# Passage shown
Veedrac comments on is gpt-3 few-shot ready for real applications?

Veedrac 6 Aug 2020 20:43 UTC
8 points
If the issue is the size of having a fine-tuned model for each individual task you care about, why not just fine-tune on all your tasks simultaneously, on one model? GPT-3 has plenty of capacity.
- nostalgebraist 8 Aug 2020 2:06 UTC
  3 points
  Parent
  People do this a lot with BERT, and it has its own problems—the first section of this recent paper gives a good overview.
  Then of course there is plenty of work trying to mitigate those problems, like that paper . . . but there are still various ways of doing so, with no clear consensus. So a more general statement of few-shot’s promise might be “you don’t have to worry about which fine-tuning setup you’re going to use, out of the many available alternatives, all of which have pitfalls.”
  - Veedrac 9 Aug 2020 0:27 UTC
    3 points
    Parent
    I think the results in that paper argue that it’s not really a big deal as long as you don’t make some basic errors like trying to fine-tune on tasks sequentially. MT-A outperforms Full in Table 1. GPT-3 is already a multi-task learner (as is BERT), so it would be very surprising if training on fewer tasks was too difficult for it.

[Items listed in a dataset]
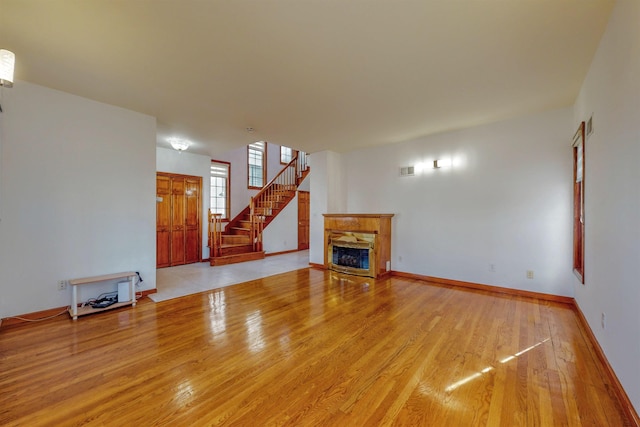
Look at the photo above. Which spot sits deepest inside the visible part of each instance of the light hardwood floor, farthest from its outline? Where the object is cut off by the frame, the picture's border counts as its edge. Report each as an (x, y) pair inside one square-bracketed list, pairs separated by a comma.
[(310, 347)]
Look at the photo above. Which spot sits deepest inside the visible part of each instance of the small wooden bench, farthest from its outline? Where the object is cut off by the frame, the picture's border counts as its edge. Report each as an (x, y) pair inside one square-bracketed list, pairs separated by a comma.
[(76, 311)]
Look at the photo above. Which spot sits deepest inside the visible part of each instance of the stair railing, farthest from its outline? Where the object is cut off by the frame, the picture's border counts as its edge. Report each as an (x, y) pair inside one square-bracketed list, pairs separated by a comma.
[(257, 226), (271, 194), (215, 233)]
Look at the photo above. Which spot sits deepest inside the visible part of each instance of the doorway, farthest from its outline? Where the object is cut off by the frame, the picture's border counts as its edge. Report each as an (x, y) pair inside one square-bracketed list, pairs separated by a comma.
[(303, 219), (178, 225)]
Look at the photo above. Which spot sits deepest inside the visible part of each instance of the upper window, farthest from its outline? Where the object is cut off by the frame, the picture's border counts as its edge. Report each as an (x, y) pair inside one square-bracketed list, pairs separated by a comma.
[(578, 203), (286, 154), (256, 164), (220, 198)]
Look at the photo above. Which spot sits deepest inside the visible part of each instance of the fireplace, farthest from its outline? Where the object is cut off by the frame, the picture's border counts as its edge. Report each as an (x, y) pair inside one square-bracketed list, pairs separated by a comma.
[(352, 253), (358, 243)]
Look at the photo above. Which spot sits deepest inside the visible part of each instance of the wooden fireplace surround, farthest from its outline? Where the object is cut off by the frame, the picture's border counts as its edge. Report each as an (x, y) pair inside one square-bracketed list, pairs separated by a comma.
[(377, 224)]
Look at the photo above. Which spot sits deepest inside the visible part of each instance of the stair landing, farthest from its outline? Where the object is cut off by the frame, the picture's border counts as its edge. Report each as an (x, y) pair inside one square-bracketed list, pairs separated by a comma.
[(235, 258)]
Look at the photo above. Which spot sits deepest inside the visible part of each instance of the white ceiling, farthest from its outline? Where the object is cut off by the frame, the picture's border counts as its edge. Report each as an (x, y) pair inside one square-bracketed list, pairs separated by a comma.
[(310, 74)]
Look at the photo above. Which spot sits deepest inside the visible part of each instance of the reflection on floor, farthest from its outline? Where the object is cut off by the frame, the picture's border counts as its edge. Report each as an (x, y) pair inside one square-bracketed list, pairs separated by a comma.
[(174, 282)]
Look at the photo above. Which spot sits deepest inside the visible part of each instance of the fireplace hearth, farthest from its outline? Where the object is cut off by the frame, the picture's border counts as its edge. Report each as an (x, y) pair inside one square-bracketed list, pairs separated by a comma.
[(358, 244)]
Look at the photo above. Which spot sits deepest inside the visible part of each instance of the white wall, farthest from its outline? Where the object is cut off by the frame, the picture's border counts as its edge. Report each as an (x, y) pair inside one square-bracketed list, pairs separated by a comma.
[(172, 161), (505, 201), (282, 233), (77, 189), (328, 195), (611, 92)]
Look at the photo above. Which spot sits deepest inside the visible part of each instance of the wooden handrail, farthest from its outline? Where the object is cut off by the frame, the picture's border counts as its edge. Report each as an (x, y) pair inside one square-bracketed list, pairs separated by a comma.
[(268, 197)]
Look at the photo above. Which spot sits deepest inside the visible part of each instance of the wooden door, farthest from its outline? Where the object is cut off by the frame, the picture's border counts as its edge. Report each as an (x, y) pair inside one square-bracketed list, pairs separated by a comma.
[(163, 221), (303, 219), (178, 224), (192, 221)]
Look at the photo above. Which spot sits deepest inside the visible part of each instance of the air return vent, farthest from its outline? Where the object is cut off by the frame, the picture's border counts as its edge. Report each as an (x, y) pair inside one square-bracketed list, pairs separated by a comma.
[(407, 171)]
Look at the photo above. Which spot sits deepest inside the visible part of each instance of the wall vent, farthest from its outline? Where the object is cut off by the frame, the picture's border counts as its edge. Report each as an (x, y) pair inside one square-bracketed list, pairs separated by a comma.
[(407, 171)]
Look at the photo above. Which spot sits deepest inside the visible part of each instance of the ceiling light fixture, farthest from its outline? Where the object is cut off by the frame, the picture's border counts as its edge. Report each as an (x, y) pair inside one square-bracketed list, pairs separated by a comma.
[(7, 64), (179, 144)]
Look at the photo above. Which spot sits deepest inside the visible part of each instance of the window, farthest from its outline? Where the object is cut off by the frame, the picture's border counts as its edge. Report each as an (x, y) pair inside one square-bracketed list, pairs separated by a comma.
[(286, 154), (220, 188), (578, 203), (256, 164)]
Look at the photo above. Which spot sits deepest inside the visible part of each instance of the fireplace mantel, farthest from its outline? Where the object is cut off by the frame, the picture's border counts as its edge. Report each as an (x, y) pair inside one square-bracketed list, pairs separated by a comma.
[(378, 225)]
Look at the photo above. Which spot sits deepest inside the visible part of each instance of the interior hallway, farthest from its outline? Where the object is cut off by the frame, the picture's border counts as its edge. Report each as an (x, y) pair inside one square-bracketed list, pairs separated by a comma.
[(175, 282)]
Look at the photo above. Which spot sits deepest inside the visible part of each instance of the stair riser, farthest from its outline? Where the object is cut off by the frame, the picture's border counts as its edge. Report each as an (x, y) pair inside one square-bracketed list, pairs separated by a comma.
[(235, 239), (236, 250)]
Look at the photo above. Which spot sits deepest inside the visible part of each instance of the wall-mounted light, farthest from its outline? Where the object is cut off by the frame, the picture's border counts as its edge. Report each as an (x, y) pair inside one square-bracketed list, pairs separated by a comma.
[(441, 163), (7, 64), (179, 144)]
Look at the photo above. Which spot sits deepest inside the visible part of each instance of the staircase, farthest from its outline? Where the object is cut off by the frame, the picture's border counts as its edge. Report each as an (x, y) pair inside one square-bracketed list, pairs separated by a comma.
[(241, 239)]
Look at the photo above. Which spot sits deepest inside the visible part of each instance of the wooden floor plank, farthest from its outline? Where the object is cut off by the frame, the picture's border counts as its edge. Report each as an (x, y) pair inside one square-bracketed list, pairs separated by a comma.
[(310, 347)]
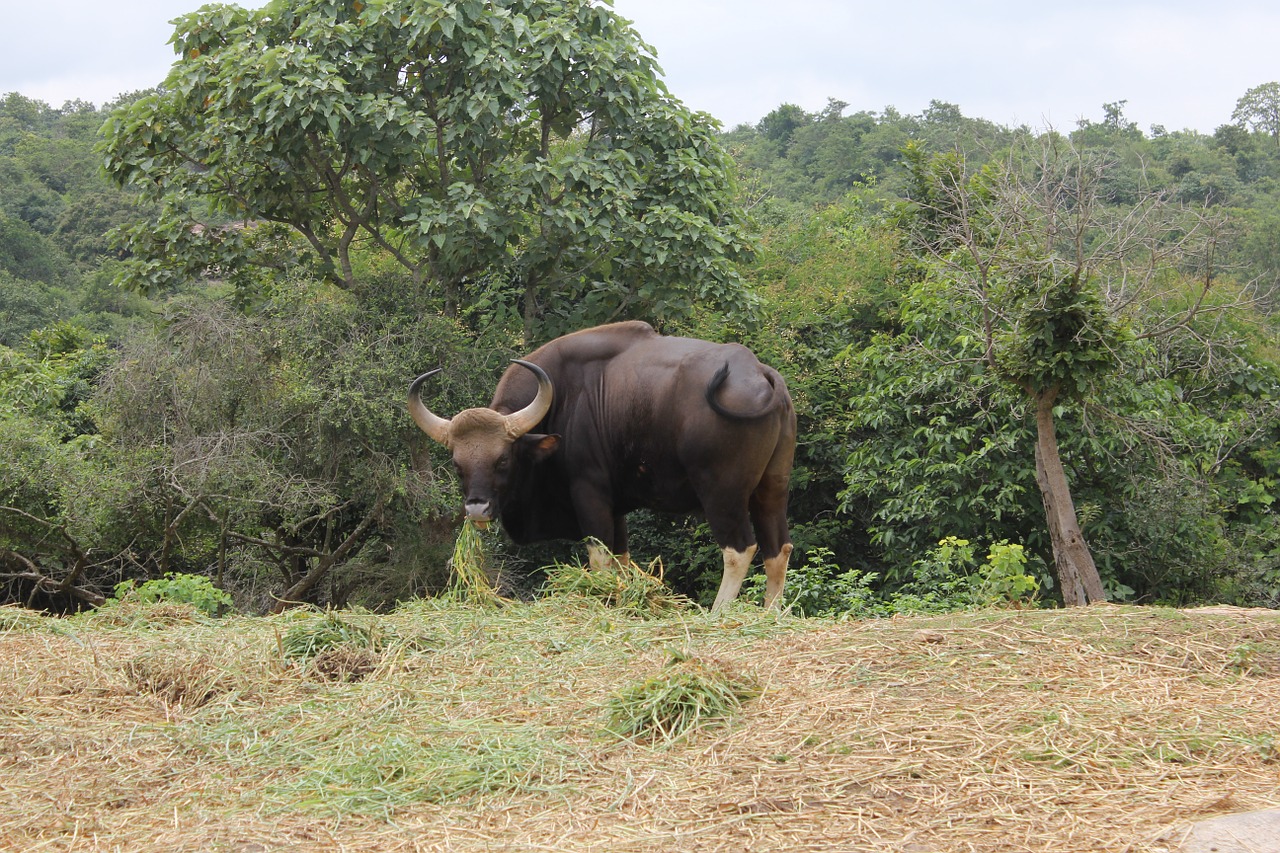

# To do
Swap "capacity" for "headroom" in the part of the comment thread that opens with "Veedrac 6 Aug" and closes with "plenty of capacity.", and give that part in full.

# Solution
Veedrac 6 Aug 2020 20:43 UTC
8 points
If the issue is the size of having a fine-tuned model for each individual task you care about, why not just fine-tune on all your tasks simultaneously, on one model? GPT-3 has plenty of headroom.